六曜は、本家中国では六百年も前に暦書から消えたもので、江戸時代もほとんど載らなかった代物である。この決め方は、
六曜は旧暦の月日で決まる。正月は先勝で始まるから、毎年元日はかならず先勝、七月一日も必ず先勝である。あとは二日友引、三日先負、四日仏滅、五日大安、六日赤口、そして七日はまた先勝である、
となる。この順を晦日まで続けて行けばいい。しかし、
晦日というのは旧暦では、小の月なら二九日、大の月なら三〇日のことで、その月が二九日か三〇日かどちらであるかは毎年計算によって決まるから暦を見ないと分からない、
うえに、
いずれにしても正月は毎年五日、一一……がよい日(大安)で、よい日の前日は必ず悪い日(仏滅)だということになってあまり面白味はない、
もので、江戸時代にはやらなかったはずである。旧暦だと、毎年、同じ月日の下に同じ六曜が載ることになるが、今日の六曜は、太陽暦のカレンダーにつけられている。
(上述の順で)割り当ててあると、旧暦の月替りの所で順序が狂うのが、しろうとには分からなくなるから迷信に神秘性を与える上でつごうがよい、
らしいのである(内田正男・前掲書)。迷信の迷信たる代表のような六曜にしてこれである。今日神社でもらう「神社暦」に、頁数を割いている「九星」は、本来、昔の暦注には載らず、暦注解説書にも説明されていないものらしく、
星といっても、これも天文学とは何の関係もない、
もので、縦・横・斜めの総和が15になる、いわゆる「魔方陣」の、
九つの星を年によってぐるぐる回しして、どの星の生れはどのうのと、大いに技巧をこらしたもの、
で、ある意味、「数字のおあそびに理窟をこじつけたもの」でしかない(内田正男・前掲書)。ぐるぐる回すだけで、運否占うのは確かに滑稽である。

**記述問題**
この抜粋によると、太陽暦のカレンダーにつけられた六曜が迷信に神秘性を与える上でつごうがよいのはなぜですか。

**資料一覧**
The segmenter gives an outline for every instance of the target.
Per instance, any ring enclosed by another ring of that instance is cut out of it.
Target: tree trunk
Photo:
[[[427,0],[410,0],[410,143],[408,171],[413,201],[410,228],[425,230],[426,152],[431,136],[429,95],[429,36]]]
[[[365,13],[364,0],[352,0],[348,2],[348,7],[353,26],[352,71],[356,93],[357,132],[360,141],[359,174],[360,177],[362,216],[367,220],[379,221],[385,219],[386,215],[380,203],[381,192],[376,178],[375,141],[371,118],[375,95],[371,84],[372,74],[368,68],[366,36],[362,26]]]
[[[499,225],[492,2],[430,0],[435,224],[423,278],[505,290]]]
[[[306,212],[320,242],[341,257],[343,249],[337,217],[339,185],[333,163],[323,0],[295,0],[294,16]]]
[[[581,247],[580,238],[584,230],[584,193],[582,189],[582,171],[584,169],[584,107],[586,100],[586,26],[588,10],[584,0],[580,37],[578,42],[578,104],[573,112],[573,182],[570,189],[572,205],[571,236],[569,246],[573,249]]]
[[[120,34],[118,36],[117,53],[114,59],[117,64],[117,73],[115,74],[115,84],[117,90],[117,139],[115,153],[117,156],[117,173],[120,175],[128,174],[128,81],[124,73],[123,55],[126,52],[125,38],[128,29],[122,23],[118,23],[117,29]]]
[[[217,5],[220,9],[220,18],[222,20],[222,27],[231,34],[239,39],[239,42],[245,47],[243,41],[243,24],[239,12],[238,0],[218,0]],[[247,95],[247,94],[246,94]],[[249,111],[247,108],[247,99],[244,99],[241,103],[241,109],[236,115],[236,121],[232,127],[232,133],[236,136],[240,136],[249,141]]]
* * *
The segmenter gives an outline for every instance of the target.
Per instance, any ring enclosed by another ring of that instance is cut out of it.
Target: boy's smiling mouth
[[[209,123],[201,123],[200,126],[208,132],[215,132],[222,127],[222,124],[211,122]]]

**解答**
六曜を太陽暦のカレンダーに上述の順で割り当てると、旧暦の月替りの所で順序が狂います。それがしろうとには分からなくなるからです。